ACTIVITY
Repeat the entries beneath in their entirety, precisely as given.

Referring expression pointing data
★ ★ ★ ★ ★ ★ ★
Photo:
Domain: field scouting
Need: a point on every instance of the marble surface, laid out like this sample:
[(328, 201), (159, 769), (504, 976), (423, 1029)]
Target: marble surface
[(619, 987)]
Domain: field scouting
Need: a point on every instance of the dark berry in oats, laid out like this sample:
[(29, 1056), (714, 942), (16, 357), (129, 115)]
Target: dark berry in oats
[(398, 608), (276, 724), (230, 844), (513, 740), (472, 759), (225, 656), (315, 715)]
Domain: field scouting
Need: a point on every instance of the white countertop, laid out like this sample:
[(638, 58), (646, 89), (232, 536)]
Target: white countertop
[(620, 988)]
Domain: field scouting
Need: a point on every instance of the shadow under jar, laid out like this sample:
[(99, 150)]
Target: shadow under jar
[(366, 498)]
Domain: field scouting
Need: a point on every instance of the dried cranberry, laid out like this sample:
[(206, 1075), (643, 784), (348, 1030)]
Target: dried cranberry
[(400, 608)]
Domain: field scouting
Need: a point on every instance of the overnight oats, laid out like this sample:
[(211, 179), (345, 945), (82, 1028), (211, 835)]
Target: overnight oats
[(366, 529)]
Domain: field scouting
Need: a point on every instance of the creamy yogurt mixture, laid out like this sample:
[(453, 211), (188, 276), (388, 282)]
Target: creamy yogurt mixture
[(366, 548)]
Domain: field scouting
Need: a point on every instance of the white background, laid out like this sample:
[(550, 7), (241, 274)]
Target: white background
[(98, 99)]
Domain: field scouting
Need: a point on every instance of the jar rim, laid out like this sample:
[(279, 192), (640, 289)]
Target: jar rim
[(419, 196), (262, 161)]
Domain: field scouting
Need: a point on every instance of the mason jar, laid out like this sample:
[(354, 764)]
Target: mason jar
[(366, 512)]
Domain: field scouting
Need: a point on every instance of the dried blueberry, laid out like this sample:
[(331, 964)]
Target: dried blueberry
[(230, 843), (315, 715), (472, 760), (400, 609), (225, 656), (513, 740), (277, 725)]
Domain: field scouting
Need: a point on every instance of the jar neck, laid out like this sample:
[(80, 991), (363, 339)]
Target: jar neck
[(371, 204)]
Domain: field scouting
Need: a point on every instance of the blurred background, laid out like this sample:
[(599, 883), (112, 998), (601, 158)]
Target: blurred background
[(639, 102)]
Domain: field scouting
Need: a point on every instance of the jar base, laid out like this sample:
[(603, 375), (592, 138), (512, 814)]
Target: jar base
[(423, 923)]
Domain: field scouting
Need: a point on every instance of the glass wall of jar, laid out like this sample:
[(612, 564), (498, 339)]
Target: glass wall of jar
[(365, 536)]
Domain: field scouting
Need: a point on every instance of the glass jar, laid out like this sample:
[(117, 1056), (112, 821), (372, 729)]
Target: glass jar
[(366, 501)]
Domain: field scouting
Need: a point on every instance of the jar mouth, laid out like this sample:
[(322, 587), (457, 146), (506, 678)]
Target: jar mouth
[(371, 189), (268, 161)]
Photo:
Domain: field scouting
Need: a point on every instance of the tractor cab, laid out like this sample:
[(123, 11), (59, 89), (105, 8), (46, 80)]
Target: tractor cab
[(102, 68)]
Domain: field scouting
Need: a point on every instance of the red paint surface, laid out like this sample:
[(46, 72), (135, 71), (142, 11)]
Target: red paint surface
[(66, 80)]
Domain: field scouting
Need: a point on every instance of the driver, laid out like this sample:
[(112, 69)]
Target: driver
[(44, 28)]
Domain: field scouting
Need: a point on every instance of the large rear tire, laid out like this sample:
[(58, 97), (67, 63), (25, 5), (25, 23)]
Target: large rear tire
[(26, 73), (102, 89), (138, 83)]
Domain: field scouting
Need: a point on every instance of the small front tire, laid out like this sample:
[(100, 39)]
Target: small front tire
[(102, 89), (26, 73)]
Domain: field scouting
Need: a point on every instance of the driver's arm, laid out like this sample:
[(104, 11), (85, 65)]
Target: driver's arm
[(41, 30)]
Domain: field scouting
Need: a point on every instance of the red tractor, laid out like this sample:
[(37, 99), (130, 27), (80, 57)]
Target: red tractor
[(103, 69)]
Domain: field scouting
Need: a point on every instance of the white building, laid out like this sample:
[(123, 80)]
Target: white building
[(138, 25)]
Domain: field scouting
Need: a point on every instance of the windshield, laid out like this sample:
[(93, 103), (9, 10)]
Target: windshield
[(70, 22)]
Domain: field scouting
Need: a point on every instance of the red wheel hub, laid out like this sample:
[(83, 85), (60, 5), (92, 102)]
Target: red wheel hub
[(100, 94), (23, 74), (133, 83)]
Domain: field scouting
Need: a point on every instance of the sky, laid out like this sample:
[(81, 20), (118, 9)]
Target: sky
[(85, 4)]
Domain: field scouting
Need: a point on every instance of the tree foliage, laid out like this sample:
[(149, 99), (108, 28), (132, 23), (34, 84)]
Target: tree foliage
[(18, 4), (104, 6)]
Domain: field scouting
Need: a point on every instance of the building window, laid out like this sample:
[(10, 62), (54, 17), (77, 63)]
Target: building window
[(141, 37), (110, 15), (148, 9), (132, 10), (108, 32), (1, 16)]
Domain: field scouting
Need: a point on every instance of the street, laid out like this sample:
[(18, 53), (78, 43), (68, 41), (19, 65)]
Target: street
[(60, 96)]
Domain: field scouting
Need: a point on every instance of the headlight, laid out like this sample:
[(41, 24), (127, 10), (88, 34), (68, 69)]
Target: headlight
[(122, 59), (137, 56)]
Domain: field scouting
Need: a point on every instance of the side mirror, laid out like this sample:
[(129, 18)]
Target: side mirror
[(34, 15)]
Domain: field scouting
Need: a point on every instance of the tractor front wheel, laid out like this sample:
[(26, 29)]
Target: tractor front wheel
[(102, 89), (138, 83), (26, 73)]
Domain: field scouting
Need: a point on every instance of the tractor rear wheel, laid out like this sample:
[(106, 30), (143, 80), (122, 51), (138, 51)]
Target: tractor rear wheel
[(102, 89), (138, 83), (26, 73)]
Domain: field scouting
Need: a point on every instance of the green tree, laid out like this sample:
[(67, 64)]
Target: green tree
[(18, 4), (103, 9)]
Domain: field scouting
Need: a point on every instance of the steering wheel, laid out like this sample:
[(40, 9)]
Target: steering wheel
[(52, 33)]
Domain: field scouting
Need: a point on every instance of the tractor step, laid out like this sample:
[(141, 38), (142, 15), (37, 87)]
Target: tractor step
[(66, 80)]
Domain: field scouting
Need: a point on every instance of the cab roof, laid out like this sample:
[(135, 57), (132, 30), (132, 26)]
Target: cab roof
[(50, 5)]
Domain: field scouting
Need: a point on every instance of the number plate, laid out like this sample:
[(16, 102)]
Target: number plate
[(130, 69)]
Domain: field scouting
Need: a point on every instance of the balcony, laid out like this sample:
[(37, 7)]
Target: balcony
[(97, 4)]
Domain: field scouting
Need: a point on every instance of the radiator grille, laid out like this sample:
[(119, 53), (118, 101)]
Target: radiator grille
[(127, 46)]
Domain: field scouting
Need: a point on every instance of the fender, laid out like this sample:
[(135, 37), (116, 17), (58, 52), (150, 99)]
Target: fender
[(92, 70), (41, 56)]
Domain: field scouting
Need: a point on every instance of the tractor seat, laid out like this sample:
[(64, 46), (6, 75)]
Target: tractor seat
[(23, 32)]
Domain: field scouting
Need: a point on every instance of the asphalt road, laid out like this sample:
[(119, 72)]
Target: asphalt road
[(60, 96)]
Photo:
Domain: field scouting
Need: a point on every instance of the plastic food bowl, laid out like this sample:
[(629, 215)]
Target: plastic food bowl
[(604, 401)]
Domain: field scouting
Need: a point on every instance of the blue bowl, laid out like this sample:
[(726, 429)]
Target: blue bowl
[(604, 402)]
★ ★ ★ ★ ★ ★ ★
OUTPUT BELOW
Photo:
Domain: field scouting
Need: a point on every instance of the marble surface, laid out like this sample:
[(328, 201), (159, 769), (504, 976), (423, 1029)]
Target: marble surface
[(619, 987)]
Domain: field scouting
Need: a point on every instance of the dark berry in oats, laid out like this sample:
[(29, 1056), (714, 942), (16, 357), (129, 115)]
Target: dark berry in oats
[(398, 608), (276, 724), (230, 844), (513, 740), (472, 759), (225, 656), (315, 715)]
Domain: field scouting
Need: a point on every instance of the white countertop, laid out like this sample:
[(638, 58), (646, 89), (232, 536)]
Target: white countertop
[(620, 988)]
Domain: field scouting
Need: a point on every instance of the shadow under jar, laid out like this sample:
[(99, 150)]
Target: shadow under jar
[(366, 498)]
Domain: field scouting
Need: a point on every instance of the dried cranberry, laid out like this sample:
[(206, 1075), (643, 784), (348, 1030)]
Target: dried cranberry
[(400, 608)]
Domain: field scouting
Need: a point on every instance of the overnight oats, laid out like this sample:
[(211, 179), (345, 945), (82, 1028), (211, 835)]
Target: overnight oats
[(366, 529)]
Domain: field scouting
Need: a point on every instance of the creamy yogurt mixture, laid out like this sample:
[(453, 211), (188, 276), (388, 282)]
Target: creamy yogurt mixture
[(366, 548)]
Domain: field scouting
Need: a point on every instance of the white background, laid out like this sample:
[(550, 7), (241, 274)]
Target: white background
[(98, 99)]
Domain: field scouting
Need: a point on every instance of the jar rim, laid out like this sample:
[(279, 192), (640, 289)]
Target: jar rim
[(419, 196), (262, 161)]
Domain: field scouting
Need: a point on every instance of the mason jar, laid out like this sample:
[(354, 764)]
Target: mason jar
[(366, 512)]
Domain: field scouting
Need: a point on every instance of the dried blueberry, laid out like this sample:
[(331, 964)]
Target: dried blueberry
[(230, 843), (315, 715), (472, 760), (400, 609), (225, 656), (513, 740), (277, 725)]
Domain: field scouting
Need: a point on every instance of the jar neck, laid out like this sample:
[(80, 991), (363, 339)]
Target: jar neck
[(371, 204)]
Domain: field scouting
Need: a point on every instance of the blurred background, laid out like this sample:
[(599, 883), (112, 998), (601, 158)]
Target: blurred background
[(639, 102)]
Domain: field scouting
Need: a point on every instance of the jar base, laid out like this sample:
[(603, 375), (592, 138), (512, 814)]
Target: jar base
[(423, 923)]
Domain: field scouting
Need: a point on every instance of the glass wall of jar, laid out like this sample:
[(612, 564), (498, 339)]
Target: glass wall of jar
[(365, 536)]
Domain: field scouting
Need: a point on every instance of the glass jar, laid out like this sample:
[(117, 1056), (112, 821), (372, 729)]
Target: glass jar
[(366, 501)]
Domain: field scouting
Need: a point on every instance of the jar mouth, laid out like this sample:
[(322, 587), (457, 146), (506, 678)]
Target: jar mouth
[(371, 189), (268, 161)]
Photo:
Domain: field scouting
Need: a point on every instance of the tractor cab, laid out like this sample:
[(123, 11), (59, 89), (105, 8), (46, 80)]
Target: tractor cab
[(102, 68)]
Domain: field scouting
Need: a point on every instance of the red paint surface, laid out like this sample:
[(46, 72), (135, 71), (142, 11)]
Target: red paint surface
[(66, 80)]
Domain: field scouting
Need: a point on every instance of the driver, laid out like this sample:
[(112, 69)]
Target: driver
[(44, 28)]
Domain: field scouting
Need: a point on every instance of the large rear tire, laid out like this sample:
[(58, 97), (67, 63), (25, 5), (25, 23)]
Target: large rear tire
[(26, 73), (102, 89), (138, 83)]
Domain: field scouting
Need: a point on every instance of the small front tire, laid out like this sample:
[(100, 39)]
Target: small front tire
[(102, 89), (26, 73)]
Domain: field scouting
Need: a point on every instance of the driver's arm, laid out like this sample:
[(104, 11), (85, 65)]
Target: driver's arm
[(41, 30)]
Domain: field scouting
Need: a point on every instance of the red tractor, laid out like this sample:
[(37, 99), (130, 27), (80, 57)]
Target: red tractor
[(103, 69)]
Domain: field scouting
Need: a point on every instance of the white building, laid out like this sample:
[(123, 80)]
Target: white building
[(138, 25)]
Domain: field scouting
Need: a point on every instance of the windshield, laid out like this sample:
[(93, 103), (9, 10)]
Target: windshield
[(70, 22)]
Domain: field scouting
Need: a point on every instance of the red wheel hub, laid out like this sample:
[(83, 85), (60, 5), (92, 102)]
Target: red wheel hub
[(100, 94), (23, 74), (133, 83)]
Domain: field scouting
Need: a point on every instance of the sky, laid out like this sample:
[(81, 20), (118, 9)]
Target: sky
[(85, 4)]
Domain: field scouting
Need: a point on every instance of the tree foliage, laid out like this sample:
[(149, 99), (108, 28), (132, 23), (34, 84)]
Target: tree foliage
[(18, 4), (104, 6)]
Domain: field scouting
Need: a point on every instance of the building window, laid out like this sample:
[(10, 62), (54, 17), (77, 63)]
Target: building window
[(141, 37), (110, 15), (148, 9), (132, 10), (108, 32), (1, 16)]
Domain: field scouting
Need: a point on every instance of the street, laid out like this sample:
[(18, 53), (78, 43), (68, 41), (19, 65)]
Target: street
[(60, 96)]
Domain: field scouting
Need: a point on every instance of the headlight, laid out like this sample:
[(41, 24), (127, 10), (88, 34), (68, 69)]
Target: headlight
[(122, 59), (137, 56)]
Domain: field scouting
Need: a point on every instance of the side mirror, laid out like this sample:
[(129, 18)]
Target: side mirror
[(34, 15)]
Domain: field scouting
Need: a point on every instance of the tractor front wheel, laid out like this sample:
[(26, 29)]
Target: tractor front wheel
[(102, 89), (138, 83), (26, 73)]
Domain: field scouting
Need: a point on every instance of the tractor rear wheel, laid out like this sample:
[(106, 30), (143, 80), (122, 51), (138, 51)]
Target: tractor rear wheel
[(102, 89), (138, 83), (26, 73)]
Domain: field scouting
Need: a point on every instance of the green tree, laid out like this sample:
[(67, 64)]
Target: green tree
[(18, 4), (103, 9)]
Domain: field scouting
Need: a point on every instance of the steering wheel, laid out like this sample:
[(40, 9)]
Target: steering wheel
[(52, 33)]
Domain: field scouting
Need: a point on every instance of the tractor step, laid out like this sample:
[(141, 38), (142, 15), (37, 87)]
Target: tractor step
[(66, 80)]
Domain: field scouting
Need: a point on every instance of the cab roof, laid out like this sample:
[(135, 57), (132, 30), (132, 26)]
Target: cab roof
[(50, 5)]
Domain: field scouting
Need: a point on every instance of the number plate, laid out like this sample:
[(16, 102)]
Target: number plate
[(130, 69)]
Domain: field scouting
Need: a point on every instance of the balcony, laid out like this sample:
[(37, 7)]
Target: balcony
[(97, 4)]
Domain: field scouting
Need: a point on every instance of the radiator grille, laid out like this sample:
[(119, 53), (118, 101)]
Target: radiator grille
[(127, 46)]
Domain: field scouting
Need: a point on every instance of the fender, laid out like this sample:
[(135, 37), (116, 17), (58, 52), (150, 99)]
Target: fender
[(92, 70), (41, 56)]
Domain: field scouting
Need: a point on every instance of the tractor seat, laid out like this sample:
[(64, 46), (6, 75)]
Target: tractor seat
[(23, 32)]
Domain: field scouting
Need: a point on every instance of the asphalt road, laid out like this sample:
[(119, 72)]
Target: asphalt road
[(60, 96)]
Photo:
Domain: field scouting
Need: a point on every instance of the plastic food bowl, laid out like this sample:
[(629, 215)]
Target: plastic food bowl
[(604, 401)]
Domain: field scouting
Need: a point on every instance of the blue bowl, laid out like this sample:
[(726, 429)]
Target: blue bowl
[(604, 402)]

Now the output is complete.